**PASSAGE GIVEN:**
● ● ● ●

Director Lewis Gilbert’s spoofy 1979 James Bond movie Moonraker is the fourth to star Roger Moore, this time on a mission to investigate the mid-air theft of a space shuttle. Strangely enough, he discovers that there is another arch-villain out to threaten civilisation as we know it, in a plot to commit global genocide.
This is number 11 in the 007 series – and luckily director Gilbert (helming his third and final Bond film) has a budget as big as the GNP of a small country to deploy on stunts, gadgets and mouth-watering Venice, Rio and Amazon locations. Controversially, the film was primarily shot in France, along with the locations in Italy, Brazil, Guatemala and the United States. And much of the film was shot in the cities of London, Paris, Venice, Palmdale, California, Port St Lucie, Florida, and Rio de Janeiro.
The sound stages of Pinewood Studios in England, traditionally used for the series, were only used by the special effects team. When they were splashing out money everywhere, this was a cost-cutting exercise, unpopular in the UK. Not the cost-cutting, the abandoning the UK.
Indeed it is notable for its the extremely high production cost of $34 million, almost twice as much as predecessor, The Spy Who Loved Me. Despite its cynically campy tone, the impressive visual effects and stunts and all the flashy space-age trappings to give it a veneer of sophistication, it still looks like a slightly creaky and weary, spying-by-the-numbers re-run of earlier, more distinguished adventures.
But there are good villains in Michael Lonsdale as the sinisterly suave Hugo Drax, judo expert Toshiro Suga as his henchman Chang and Richard Kiel, who is happily back as Jaws, after his huge success in The Spy Who Loved Me. The perfect henchman, Kiel is so memorable that he became the only recurring 007 villain to be played by the same actor. And there are good heroes in the usual old-style vintage team of Moore, Lois Maxwell (Miss Moneypenny) Bernard Lee (M) and Desmond Llewelyn (Q).
In an action highlight, Bond gets to fight with a giant anaconda in Drax’s Brazil subterranean launch-site pool. But the movie’s finest sequences come where they are most needed at the start and finish – the opening great free-fall fight and climax of the film with the laser-gun battle on Drax’s space station. Moonraker still holds the world record for the largest number of zero gravity wires in one scene.

● ● ● ●

**REQUIRED ACTIONS:**
A) From the Moonraker review, return word for word the part that opens with the words containing "This is number" and closes with "abandoning the UK.".
B) According to the Moonraker review, how much did the film cost to produce?

Collected data
● ● ● ●

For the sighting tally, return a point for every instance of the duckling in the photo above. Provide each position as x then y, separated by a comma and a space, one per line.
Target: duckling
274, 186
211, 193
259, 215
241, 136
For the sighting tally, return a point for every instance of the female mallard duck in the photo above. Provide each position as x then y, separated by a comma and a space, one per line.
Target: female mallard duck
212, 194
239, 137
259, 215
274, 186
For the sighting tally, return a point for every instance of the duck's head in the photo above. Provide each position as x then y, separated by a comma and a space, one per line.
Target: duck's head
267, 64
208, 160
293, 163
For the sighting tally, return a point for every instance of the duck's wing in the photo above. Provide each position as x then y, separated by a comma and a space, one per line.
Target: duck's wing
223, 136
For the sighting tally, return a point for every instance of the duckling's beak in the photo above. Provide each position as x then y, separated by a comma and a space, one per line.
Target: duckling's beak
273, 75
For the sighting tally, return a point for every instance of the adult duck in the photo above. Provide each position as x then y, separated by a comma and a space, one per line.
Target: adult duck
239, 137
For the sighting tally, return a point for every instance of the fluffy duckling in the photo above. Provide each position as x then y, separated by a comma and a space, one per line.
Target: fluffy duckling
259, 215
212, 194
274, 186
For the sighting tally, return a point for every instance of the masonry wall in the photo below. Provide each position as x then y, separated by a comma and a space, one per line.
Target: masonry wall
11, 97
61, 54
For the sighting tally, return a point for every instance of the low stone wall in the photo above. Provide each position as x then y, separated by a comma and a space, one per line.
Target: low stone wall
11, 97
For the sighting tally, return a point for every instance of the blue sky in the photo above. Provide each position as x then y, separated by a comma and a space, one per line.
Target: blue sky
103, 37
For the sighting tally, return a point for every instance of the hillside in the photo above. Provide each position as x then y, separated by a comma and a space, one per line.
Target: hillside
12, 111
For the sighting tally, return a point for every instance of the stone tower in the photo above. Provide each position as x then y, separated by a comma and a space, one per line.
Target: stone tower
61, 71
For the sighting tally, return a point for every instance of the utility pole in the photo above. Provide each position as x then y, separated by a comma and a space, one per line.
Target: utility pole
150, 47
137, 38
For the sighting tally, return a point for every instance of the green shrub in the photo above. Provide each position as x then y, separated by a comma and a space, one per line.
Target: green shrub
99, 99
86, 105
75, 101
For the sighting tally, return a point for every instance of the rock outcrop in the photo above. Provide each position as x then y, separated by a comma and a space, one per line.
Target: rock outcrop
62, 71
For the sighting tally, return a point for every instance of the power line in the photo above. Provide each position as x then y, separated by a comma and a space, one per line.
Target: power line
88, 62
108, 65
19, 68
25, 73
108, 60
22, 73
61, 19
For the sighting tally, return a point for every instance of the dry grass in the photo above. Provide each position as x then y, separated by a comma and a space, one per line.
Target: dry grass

● ● ● ●

**TASK RESULTS:**
A)
This is number 11 in the 007 series – and luckily director Gilbert (helming his third and final Bond film) has a budget as big as the GNP of a small country to deploy on stunts, gadgets and mouth-watering Venice, Rio and Amazon locations. Controversially, the film was primarily shot in France, along with the locations in Italy, Brazil, Guatemala and the United States. And much of the film was shot in the cities of London, Paris, Venice, Palmdale, California, Port St Lucie, Florida, and Rio de Janeiro.
The sound stages of Pinewood Studios in England, traditionally used for the series, were only used by the special effects team. When they were splashing out money everywhere, this was a cost-cutting exercise, unpopular in the UK. Not the cost-cutting, the abandoning the UK.

B) $34 million